Set task A = Can you repeat the contour labeling listing below word for word, starting at the line containing "Return the outline of every instance of the dark" and ending at the end of the listing? Leave the pictures out.

-- begin Document passage --

[llvm] r336522 - [PGOMemOPSize] Preserve the DominatorTree

Chijun Sima via llvm-commits llvm-commits at lists.llvm.org
Mon Jul 9 01:07:21 PDT 2018


Author: sima
Date: Mon Jul  9 01:07:21 2018
New Revision: 336522

URL: http://llvm.org/viewvc/llvm-project?rev=336522&view=rev
Log:
[PGOMemOPSize] Preserve the DominatorTree

Summary:
PGOMemOPSize only modifies CFG in a couple of places; thus we can preserve the DominatorTree with little effort.
When optimizing SQLite with -O3, this patch can decrease 3.8% of the numbers of nodes traversed by DFS and 5.7% of the times DominatorTreeBase::recalculation is called.

Reviewers: kuhar, davide, dmgreen

Reviewed By: dmgreen

Subscribers: mzolotukhin, vsk, llvm-commits

Differential Revision: https://reviews.llvm.org/D48914

Modified:
    llvm/trunk/lib/Transforms/Instrumentation/PGOMemOPSizeOpt.cpp
    llvm/trunk/test/Other/opt-O2-pipeline.ll
    llvm/trunk/test/Other/opt-O3-pipeline.ll
    llvm/trunk/test/Transforms/PGOProfile/memop_clone.ll
    llvm/trunk/test/Transforms/PGOProfile/memop_size_opt.ll
    llvm/trunk/test/Transforms/PGOProfile/memop_size_opt_zero.ll

Modified: llvm/trunk/lib/Transforms/Instrumentation/PGOMemOPSizeOpt.cpp
URL: http://llvm.org/viewvc/llvm-project/llvm/trunk/lib/Transforms/Instrumentation/PGOMemOPSizeOpt.cpp?rev=336522&r1=336521&r2=336522&view=diff
==============================================================================
--- llvm/trunk/lib/Transforms/Instrumentation/PGOMemOPSizeOpt.cpp (original)

-- end Document passage --

Set task B = Could you transcribe the DominatorTree commit message above verbatim, starting at "Chijun Sima via" and ending at "with little effort."?

-- begin Dataset rows --

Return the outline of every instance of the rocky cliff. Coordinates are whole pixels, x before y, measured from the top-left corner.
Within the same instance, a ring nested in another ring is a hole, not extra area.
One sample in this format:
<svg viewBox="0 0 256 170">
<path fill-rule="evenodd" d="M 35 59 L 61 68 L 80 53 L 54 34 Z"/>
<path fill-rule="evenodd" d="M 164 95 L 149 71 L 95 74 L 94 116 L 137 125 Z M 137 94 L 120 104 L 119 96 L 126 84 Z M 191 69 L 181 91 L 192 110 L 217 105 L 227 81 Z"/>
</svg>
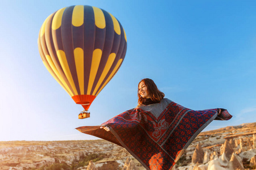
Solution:
<svg viewBox="0 0 256 170">
<path fill-rule="evenodd" d="M 254 134 L 256 123 L 201 133 L 173 169 L 253 169 Z M 0 142 L 0 170 L 61 168 L 145 169 L 125 148 L 104 140 Z"/>
</svg>

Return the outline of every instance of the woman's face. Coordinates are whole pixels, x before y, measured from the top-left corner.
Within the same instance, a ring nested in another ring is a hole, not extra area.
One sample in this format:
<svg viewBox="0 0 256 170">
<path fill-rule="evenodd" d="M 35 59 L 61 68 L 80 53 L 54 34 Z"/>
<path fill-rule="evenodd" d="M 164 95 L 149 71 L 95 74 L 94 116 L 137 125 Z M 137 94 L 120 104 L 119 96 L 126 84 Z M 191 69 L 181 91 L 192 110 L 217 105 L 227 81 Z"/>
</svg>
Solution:
<svg viewBox="0 0 256 170">
<path fill-rule="evenodd" d="M 147 88 L 143 82 L 141 82 L 139 84 L 139 93 L 143 98 L 149 98 Z"/>
</svg>

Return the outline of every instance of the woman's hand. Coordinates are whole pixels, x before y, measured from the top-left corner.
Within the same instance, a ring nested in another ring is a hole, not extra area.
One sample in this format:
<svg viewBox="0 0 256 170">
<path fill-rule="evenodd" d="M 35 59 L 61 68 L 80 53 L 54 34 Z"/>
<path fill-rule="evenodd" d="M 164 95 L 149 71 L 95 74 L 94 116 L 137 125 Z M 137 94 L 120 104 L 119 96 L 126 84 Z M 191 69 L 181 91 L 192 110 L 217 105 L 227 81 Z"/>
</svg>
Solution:
<svg viewBox="0 0 256 170">
<path fill-rule="evenodd" d="M 108 126 L 101 126 L 101 129 L 104 129 L 105 130 L 106 130 L 106 131 L 110 131 L 110 129 L 109 129 L 109 127 Z"/>
</svg>

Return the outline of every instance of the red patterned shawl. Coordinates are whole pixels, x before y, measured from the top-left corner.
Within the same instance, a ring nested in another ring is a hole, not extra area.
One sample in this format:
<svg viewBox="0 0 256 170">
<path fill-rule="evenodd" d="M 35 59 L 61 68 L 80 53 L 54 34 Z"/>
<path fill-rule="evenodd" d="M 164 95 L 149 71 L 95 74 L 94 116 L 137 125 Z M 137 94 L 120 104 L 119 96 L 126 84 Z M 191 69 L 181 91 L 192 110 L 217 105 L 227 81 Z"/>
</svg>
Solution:
<svg viewBox="0 0 256 170">
<path fill-rule="evenodd" d="M 82 126 L 80 131 L 125 147 L 146 169 L 171 169 L 190 143 L 213 120 L 232 117 L 225 109 L 193 110 L 168 99 L 127 110 L 101 126 Z"/>
</svg>

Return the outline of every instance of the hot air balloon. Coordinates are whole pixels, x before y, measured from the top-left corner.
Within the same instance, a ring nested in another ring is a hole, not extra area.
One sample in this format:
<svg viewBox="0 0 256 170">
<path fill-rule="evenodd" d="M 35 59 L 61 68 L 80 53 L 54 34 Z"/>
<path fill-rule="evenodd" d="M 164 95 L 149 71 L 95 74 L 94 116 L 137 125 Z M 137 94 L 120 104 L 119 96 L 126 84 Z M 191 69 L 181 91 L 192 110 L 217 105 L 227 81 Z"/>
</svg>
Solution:
<svg viewBox="0 0 256 170">
<path fill-rule="evenodd" d="M 96 7 L 65 7 L 46 19 L 38 43 L 47 70 L 84 108 L 79 118 L 89 117 L 90 104 L 125 56 L 126 36 L 119 21 Z"/>
</svg>

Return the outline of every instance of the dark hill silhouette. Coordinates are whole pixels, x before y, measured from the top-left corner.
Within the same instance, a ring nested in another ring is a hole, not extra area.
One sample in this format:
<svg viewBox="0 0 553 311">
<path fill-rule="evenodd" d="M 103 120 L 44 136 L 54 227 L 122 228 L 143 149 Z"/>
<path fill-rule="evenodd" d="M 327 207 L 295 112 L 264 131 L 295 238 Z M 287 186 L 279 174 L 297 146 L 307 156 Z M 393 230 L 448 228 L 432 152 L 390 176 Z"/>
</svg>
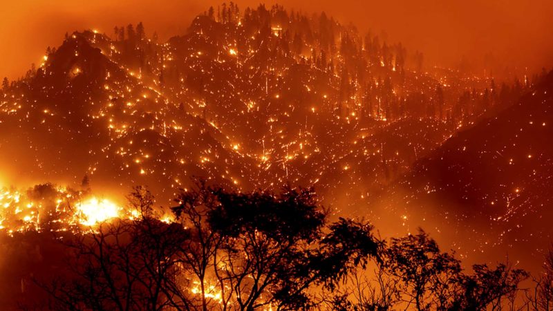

-- end Dataset rows --

Written response A =
Return the outline of every instance of the dark hill silhouette. Coordinates are whole pixels, x before y, measured from the top-left corner.
Within the same instance, a ring nested in another ring is a hole, not extra area.
One sample in this format:
<svg viewBox="0 0 553 311">
<path fill-rule="evenodd" d="M 103 120 L 44 136 L 54 227 L 122 228 L 143 149 Z"/>
<path fill-rule="evenodd" d="M 327 207 L 295 112 L 264 131 L 295 238 Z M 287 186 L 279 174 L 297 146 L 307 156 Z M 393 230 L 448 228 L 432 152 L 390 176 Z"/>
</svg>

Written response B =
Chijun Sima via llvm-commits llvm-commits at lists.llvm.org
Mon Jul 9 01:07:21 PDT 2018


Author: sima
Date: Mon Jul  9 01:07:21 2018
New Revision: 336522

URL: http://llvm.org/viewvc/llvm-project?rev=336522&view=rev
Log:
[PGOMemOPSize] Preserve the DominatorTree

Summary:
PGOMemOPSize only modifies CFG in a couple of places; thus we can preserve the DominatorTree with little effort.